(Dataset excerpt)
-=-=-
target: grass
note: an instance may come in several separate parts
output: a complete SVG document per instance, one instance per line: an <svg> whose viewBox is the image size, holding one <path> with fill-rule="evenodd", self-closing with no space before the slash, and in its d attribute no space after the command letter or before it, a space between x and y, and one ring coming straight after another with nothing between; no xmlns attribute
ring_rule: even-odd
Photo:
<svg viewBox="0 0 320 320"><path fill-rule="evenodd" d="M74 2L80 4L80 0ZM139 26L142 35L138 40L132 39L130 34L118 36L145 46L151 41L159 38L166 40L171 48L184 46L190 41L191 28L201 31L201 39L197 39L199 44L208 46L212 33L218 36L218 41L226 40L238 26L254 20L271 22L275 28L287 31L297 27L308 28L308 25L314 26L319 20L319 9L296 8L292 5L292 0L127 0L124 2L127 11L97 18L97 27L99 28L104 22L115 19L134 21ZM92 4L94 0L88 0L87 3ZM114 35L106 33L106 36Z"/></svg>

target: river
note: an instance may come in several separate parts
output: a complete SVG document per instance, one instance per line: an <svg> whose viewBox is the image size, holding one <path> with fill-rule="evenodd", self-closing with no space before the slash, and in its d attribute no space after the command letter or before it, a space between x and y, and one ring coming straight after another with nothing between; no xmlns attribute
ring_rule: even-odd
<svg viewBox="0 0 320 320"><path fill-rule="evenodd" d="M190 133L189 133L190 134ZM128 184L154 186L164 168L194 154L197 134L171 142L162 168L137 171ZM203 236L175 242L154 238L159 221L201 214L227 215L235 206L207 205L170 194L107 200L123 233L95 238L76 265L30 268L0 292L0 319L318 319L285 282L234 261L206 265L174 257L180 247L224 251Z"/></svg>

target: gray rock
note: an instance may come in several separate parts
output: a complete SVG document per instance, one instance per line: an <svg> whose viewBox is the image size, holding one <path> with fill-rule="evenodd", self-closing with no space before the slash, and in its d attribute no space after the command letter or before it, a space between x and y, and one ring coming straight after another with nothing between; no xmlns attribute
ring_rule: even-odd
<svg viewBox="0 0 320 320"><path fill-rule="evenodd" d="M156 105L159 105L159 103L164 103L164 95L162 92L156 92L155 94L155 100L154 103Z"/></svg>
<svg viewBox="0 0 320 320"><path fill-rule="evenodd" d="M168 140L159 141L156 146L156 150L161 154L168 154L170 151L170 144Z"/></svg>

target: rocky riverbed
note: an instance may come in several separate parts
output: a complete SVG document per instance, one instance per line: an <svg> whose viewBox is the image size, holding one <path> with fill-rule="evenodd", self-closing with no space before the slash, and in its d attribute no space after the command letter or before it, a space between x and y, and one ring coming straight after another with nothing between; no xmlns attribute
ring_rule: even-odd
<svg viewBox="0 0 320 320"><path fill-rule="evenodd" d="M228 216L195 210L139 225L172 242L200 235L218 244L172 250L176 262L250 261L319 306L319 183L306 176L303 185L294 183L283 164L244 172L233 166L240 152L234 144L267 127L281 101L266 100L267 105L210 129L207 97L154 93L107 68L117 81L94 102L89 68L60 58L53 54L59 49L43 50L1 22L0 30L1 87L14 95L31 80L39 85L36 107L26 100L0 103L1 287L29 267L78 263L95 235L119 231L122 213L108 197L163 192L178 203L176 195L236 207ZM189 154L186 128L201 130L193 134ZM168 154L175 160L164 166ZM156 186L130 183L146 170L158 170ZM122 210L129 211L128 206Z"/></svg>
-=-=-
— THE REQUEST —
Output the lines from the one containing "target: river" through the one containing "133L189 133L190 134ZM128", both included, exactly as they appear.

— SOLUTION —
target: river
note: an instance may come in several separate parts
output: a complete SVG document per instance, one instance per line: an <svg> whose viewBox is the image size, holding one <path> with fill-rule="evenodd", self-closing with no space before the slash, and in its d attribute no space after the command letter or before it, a space between x and y, and one ring coming straight after another with nothing between; no xmlns attribute
ring_rule: even-odd
<svg viewBox="0 0 320 320"><path fill-rule="evenodd" d="M190 133L189 133L190 134ZM128 184L154 186L164 168L194 154L197 134L171 142L162 168L137 171ZM203 236L175 242L154 238L159 221L201 214L227 215L235 206L207 205L170 194L107 200L123 233L95 238L76 265L30 268L0 292L0 319L318 319L285 282L234 261L206 265L174 257L180 247L224 251Z"/></svg>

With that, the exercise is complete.